Point placement records:

★ ★ ★ ★ ★ ★ ★

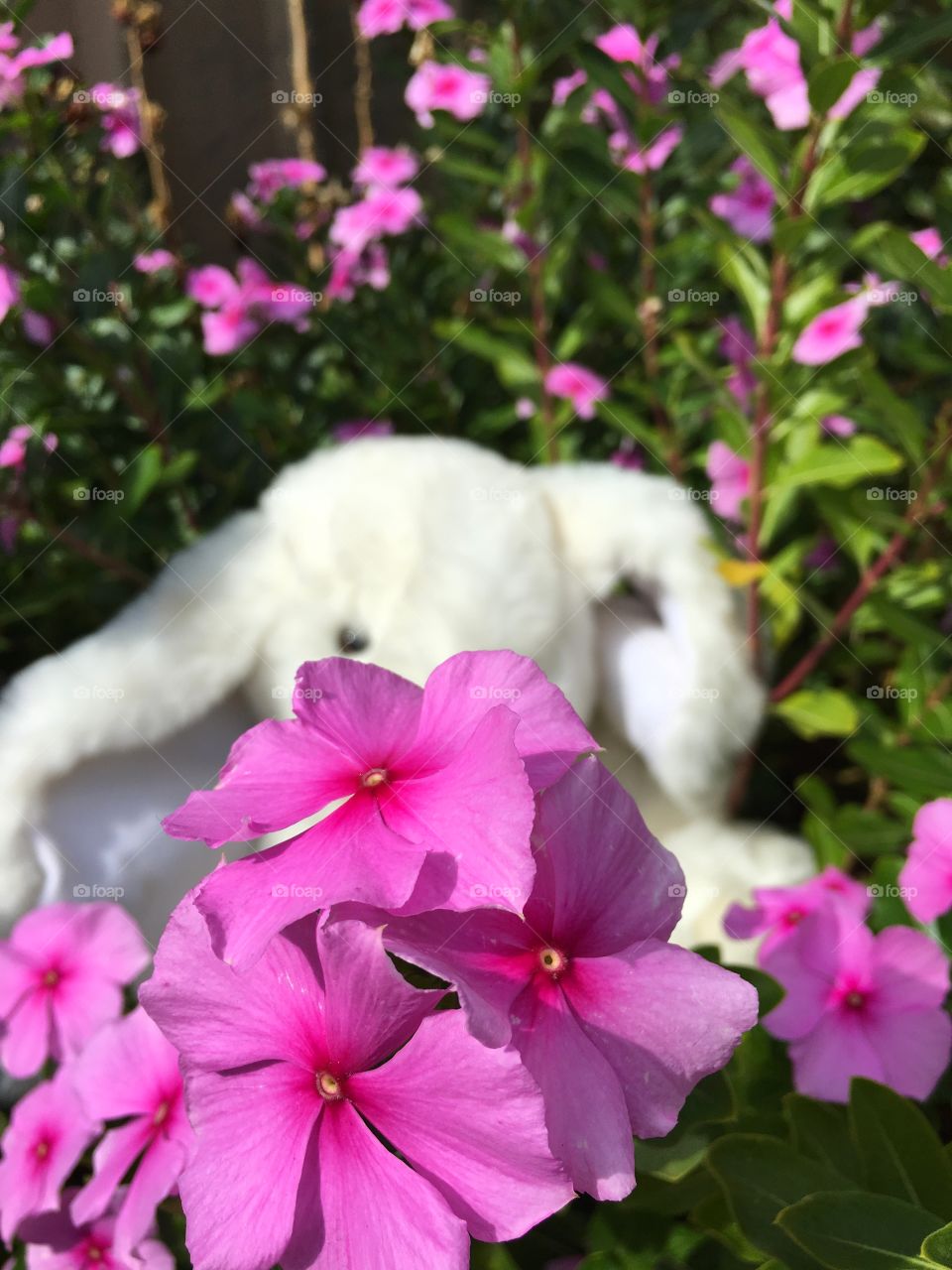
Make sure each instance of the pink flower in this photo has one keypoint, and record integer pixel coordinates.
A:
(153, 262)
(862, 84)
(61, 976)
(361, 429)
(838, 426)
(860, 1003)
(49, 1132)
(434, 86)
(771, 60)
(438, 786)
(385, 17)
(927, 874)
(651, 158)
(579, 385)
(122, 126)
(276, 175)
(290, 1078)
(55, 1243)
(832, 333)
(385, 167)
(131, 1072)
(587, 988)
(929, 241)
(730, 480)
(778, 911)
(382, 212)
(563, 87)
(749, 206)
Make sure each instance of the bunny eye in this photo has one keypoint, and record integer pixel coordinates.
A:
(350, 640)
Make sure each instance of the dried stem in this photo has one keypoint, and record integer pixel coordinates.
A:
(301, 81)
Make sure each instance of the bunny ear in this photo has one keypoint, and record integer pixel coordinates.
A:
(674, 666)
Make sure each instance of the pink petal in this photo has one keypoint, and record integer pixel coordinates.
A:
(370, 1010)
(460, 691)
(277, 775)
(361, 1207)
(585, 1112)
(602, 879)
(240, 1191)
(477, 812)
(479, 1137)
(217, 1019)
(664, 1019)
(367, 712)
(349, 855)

★ ★ ★ ★ ★ ★ ★

• [What the task asks] Please set down every line of the items above word for word, leaving out the pictures.

• [Finished exercise]
Make sure each instance of the pink flower in this photo has one keypoint, and record integer pixel coordinates.
A:
(153, 262)
(862, 84)
(61, 976)
(361, 429)
(838, 426)
(860, 1003)
(49, 1132)
(434, 86)
(771, 60)
(438, 786)
(385, 17)
(927, 874)
(651, 158)
(579, 385)
(122, 126)
(276, 175)
(290, 1078)
(55, 1243)
(832, 333)
(385, 167)
(131, 1072)
(587, 988)
(929, 241)
(730, 480)
(778, 911)
(382, 212)
(563, 87)
(749, 206)
Make sure each instance of the bunny eye in this photo has one keypoint, and record integer pixel coordinates.
A:
(350, 640)
Make sure each instance of the dried stem in this photo has one keypoint, and record integer pixel coordinates.
A:
(301, 81)
Make sure each instance of the bunny ear in this photo has one keypoint, and record integer pixel coordinates.
A:
(674, 666)
Make sure each instance of the pink petal in this photo has one keypoint, and record integer pixel coordinates.
A:
(370, 1010)
(460, 691)
(277, 775)
(361, 1207)
(585, 1112)
(602, 879)
(240, 1191)
(477, 812)
(479, 1137)
(217, 1019)
(664, 1019)
(367, 712)
(349, 855)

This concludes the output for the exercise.